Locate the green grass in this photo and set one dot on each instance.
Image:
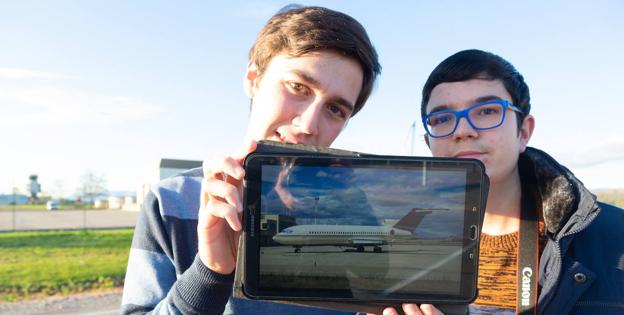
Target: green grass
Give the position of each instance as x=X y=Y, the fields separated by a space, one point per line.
x=33 y=264
x=43 y=207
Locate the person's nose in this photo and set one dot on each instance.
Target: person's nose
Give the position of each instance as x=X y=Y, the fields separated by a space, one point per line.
x=308 y=119
x=464 y=130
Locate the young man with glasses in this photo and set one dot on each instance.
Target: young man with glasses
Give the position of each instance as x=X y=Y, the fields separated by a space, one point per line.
x=310 y=70
x=476 y=105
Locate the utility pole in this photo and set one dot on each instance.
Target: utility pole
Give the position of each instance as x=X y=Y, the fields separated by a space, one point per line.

● ● ● ● ●

Do this: Omit each picture, then return all of the listing exactly as it stands.

Task result:
Locate the green grass in this photo and set one dot on each instance.
Image:
Target: green grass
Give the position of each instance as x=X y=Y, the fields separated by a space, one point per line.
x=33 y=264
x=43 y=207
Locate the person's nose in this photo and set one dot on each instance.
Target: person's nose
Give the position of each instance as x=X y=Y, the fields separated by a space, one point per line.
x=308 y=119
x=464 y=130
Locate the young man with glasses in this photo and set one dot on each instance.
Target: young man with glasses
Give the position of each instance as x=X y=Y, the fields separated by a space, one point per line.
x=310 y=70
x=476 y=105
Locate the utility pole in this photo and set one dot on each instance.
Target: utility pole
Give the position of each instance as x=X y=Y, the fields separated by a space, one point per line.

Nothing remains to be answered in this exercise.